begin Provided data

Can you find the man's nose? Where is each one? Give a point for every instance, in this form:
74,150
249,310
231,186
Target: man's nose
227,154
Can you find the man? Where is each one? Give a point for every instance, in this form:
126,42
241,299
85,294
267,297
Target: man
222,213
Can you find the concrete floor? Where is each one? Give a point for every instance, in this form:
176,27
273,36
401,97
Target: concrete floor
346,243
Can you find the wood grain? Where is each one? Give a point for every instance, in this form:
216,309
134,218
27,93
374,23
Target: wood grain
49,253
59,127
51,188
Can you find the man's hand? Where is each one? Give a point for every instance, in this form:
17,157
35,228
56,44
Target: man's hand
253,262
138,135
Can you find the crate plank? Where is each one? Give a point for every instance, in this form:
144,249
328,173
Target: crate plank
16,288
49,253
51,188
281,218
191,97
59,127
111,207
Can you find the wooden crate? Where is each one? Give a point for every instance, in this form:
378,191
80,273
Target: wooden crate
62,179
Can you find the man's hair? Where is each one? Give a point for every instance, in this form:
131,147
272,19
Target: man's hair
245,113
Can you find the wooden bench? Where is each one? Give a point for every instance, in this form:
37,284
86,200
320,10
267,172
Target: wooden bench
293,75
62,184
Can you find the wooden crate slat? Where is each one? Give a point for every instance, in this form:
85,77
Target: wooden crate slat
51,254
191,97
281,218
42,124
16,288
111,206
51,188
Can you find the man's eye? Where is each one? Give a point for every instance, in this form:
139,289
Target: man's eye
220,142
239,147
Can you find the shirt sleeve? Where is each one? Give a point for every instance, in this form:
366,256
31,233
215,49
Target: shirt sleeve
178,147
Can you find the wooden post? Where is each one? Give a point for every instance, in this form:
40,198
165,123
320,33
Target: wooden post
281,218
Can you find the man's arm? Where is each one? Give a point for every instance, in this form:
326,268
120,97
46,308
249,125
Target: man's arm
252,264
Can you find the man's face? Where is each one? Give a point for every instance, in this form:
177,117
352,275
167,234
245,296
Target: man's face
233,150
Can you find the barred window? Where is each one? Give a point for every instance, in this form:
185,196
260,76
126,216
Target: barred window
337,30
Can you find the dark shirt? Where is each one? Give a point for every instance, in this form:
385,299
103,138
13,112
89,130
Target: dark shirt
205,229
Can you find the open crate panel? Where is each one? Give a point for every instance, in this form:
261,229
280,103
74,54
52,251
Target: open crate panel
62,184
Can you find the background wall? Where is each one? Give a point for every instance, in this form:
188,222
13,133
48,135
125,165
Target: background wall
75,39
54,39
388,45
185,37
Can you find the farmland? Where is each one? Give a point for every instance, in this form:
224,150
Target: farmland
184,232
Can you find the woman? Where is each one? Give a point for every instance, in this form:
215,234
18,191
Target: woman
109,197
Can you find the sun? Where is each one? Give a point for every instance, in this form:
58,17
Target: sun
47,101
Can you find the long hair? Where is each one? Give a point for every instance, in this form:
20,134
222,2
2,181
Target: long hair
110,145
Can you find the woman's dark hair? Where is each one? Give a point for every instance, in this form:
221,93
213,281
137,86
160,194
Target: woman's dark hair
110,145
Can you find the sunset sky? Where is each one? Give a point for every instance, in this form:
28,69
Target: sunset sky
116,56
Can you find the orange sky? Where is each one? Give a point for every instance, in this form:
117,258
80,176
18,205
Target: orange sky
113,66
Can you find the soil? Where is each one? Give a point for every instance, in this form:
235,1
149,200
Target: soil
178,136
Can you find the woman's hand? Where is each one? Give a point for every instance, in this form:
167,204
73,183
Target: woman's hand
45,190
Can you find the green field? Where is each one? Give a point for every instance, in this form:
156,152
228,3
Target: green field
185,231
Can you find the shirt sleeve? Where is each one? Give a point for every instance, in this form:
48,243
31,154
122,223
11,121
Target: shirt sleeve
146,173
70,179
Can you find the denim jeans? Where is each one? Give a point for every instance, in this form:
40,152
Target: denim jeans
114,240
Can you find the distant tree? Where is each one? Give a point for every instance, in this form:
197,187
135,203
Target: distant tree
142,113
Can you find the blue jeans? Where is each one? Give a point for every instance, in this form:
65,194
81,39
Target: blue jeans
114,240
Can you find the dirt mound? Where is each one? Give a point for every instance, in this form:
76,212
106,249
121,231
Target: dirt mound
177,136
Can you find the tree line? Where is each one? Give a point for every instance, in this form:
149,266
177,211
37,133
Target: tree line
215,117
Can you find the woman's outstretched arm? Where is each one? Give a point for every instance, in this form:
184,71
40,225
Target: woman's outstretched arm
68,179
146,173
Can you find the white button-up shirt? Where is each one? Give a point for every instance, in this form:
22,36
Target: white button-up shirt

end Provided data

- Given exercise: Please reproduce all of the rows above word for word, with nothing added or changed.

- Task answer:
Can you find the man's nose? Where is each one? Give a point for every instance, in this form:
74,150
249,310
231,186
Target: man's nose
227,154
Can you find the man? Where is each one? Give a point for every instance, in this form:
126,42
241,299
85,294
267,297
Target: man
222,213
Can you find the concrete floor? Where is each one? Give a point for every instance, in this form:
176,27
273,36
401,97
Target: concrete floor
346,243
Can you find the wood grain? Where is each one? Give a point for every instance, in this form:
216,309
134,218
27,93
374,23
Target: wood grain
49,253
59,127
51,188
Can you find the man's hand? Where is each one? Give a point for every instance, in this form:
17,157
35,228
56,44
Target: man's hand
253,262
138,135
Can you find the crate plank? Where is each one? Give a point for every instance, in this form:
144,249
328,173
Target: crate plank
16,288
49,253
51,188
281,218
191,97
59,127
111,207
Can you find the wooden crate? Where is each one? Give a point for every instance, in this form:
378,191
80,273
Target: wooden crate
62,179
Can you find the man's hair? Where is each one? Give a point for every instance, in this form:
131,147
272,19
Target: man's hair
245,113
Can you find the wooden bench? Where is each one? Give a point for every instance, in this form:
37,284
86,200
320,10
267,172
Target: wooden bench
293,75
62,184
Can you find the wooden crate slat? Where is each one? Give a point for every instance, in this form:
85,77
Target: wooden crate slat
51,254
191,97
281,218
42,124
16,288
111,206
51,188
Can you find the man's eye? Where is each one? Give a point for every instance, in this form:
139,289
Target: man's eye
220,142
239,147
Can you find the shirt sleeve? Where is each one? Give a point for every instance, in this form:
366,256
31,233
215,49
Target: shirt sleeve
178,147
Can you find the wooden post? Where is each one? Give a point for every instance, in this form:
40,198
165,123
320,33
Target: wooden post
281,218
Can you find the man's arm? Where is each one? Give a point for every instance, in this form:
326,268
120,97
46,308
249,125
Target: man's arm
252,264
Can you find the man's face? Where is each one? Give a point for every instance, in this form:
177,117
352,275
167,234
245,296
Target: man's face
233,150
Can you find the barred window? Where is each one? Give a point for every instance, in this form:
185,196
260,76
126,216
Target: barred window
337,30
Can you find the dark shirt? Where is each one? Give a point for every instance, in this form:
385,299
103,138
13,112
89,130
Target: dark shirt
205,229
Can you find the open crate panel? Where is each one? Give a point for every instance, in this form:
261,229
280,103
74,54
52,251
Target: open crate panel
62,184
Can you find the background wall? Where is each one? Give a point for every instance, in this form:
188,222
13,133
48,135
125,165
Target: background wall
75,39
54,39
388,45
185,37
Can you find the farmland? Where is each one? Give a point for every instance, in this form:
224,150
Target: farmland
184,232
Can you find the woman? Where is each one? Give a point for every instance, in this form:
215,234
18,191
Target: woman
109,197
Can you find the sun? Where is each one? Give a point for every instance, in this form:
58,17
Target: sun
47,101
Can you find the long hair? Where is each one? Give a point for every instance, in this form:
20,134
222,2
2,181
Target: long hair
110,145
Can you find the woman's dark hair? Where is each one? Give a point for every instance, in this form:
221,93
213,281
137,86
160,194
Target: woman's dark hair
110,145
Can you find the sunset sky? Where is each one? Give a point for every instance, in this form:
28,69
Target: sunset sky
116,56
Can you find the orange sky? Where is each one? Give a point for every instance, in this form:
117,258
80,176
18,205
Target: orange sky
113,66
Can you find the soil? Where is each one? Give a point for every instance, in this form:
235,1
149,200
Target: soil
178,136
Can you find the woman's hand? Where is each one? Give a point for every instance, in this form:
167,204
73,183
Target: woman's hand
45,190
Can you find the green field? Where is each one? Give a point for every instance, in this form:
156,152
228,3
Target: green field
185,231
Can you find the shirt sleeve? Where is each one? Give a point for every instance, in this form:
48,243
31,154
122,223
11,121
Target: shirt sleeve
146,173
70,179
Can you find the denim jeans? Where is each one? Give a point for every instance, in this form:
40,152
Target: denim jeans
114,240
Can you find the distant tree? Where is each one? Give a point for every instance, in this form:
197,187
135,203
Target: distant tree
142,113
Can you find the blue jeans? Where is each one? Give a point for every instance, in this form:
65,194
81,39
Target: blue jeans
114,240
Can you find the dirt mound? Where is each one? Give a point for every instance, in this form:
76,212
106,249
121,231
Target: dirt mound
177,136
Can you find the tree line? Where is each one? Give a point for every instance, in this form:
149,266
177,211
37,133
Target: tree line
215,117
Can you find the woman's outstretched arm? Where is each one? Give a point for every instance, in this form:
184,71
40,225
Target: woman's outstretched arm
68,179
146,173
Can you find the white button-up shirt? Where is each one? Give a point for every instance, in this form:
22,36
Target: white button-up shirt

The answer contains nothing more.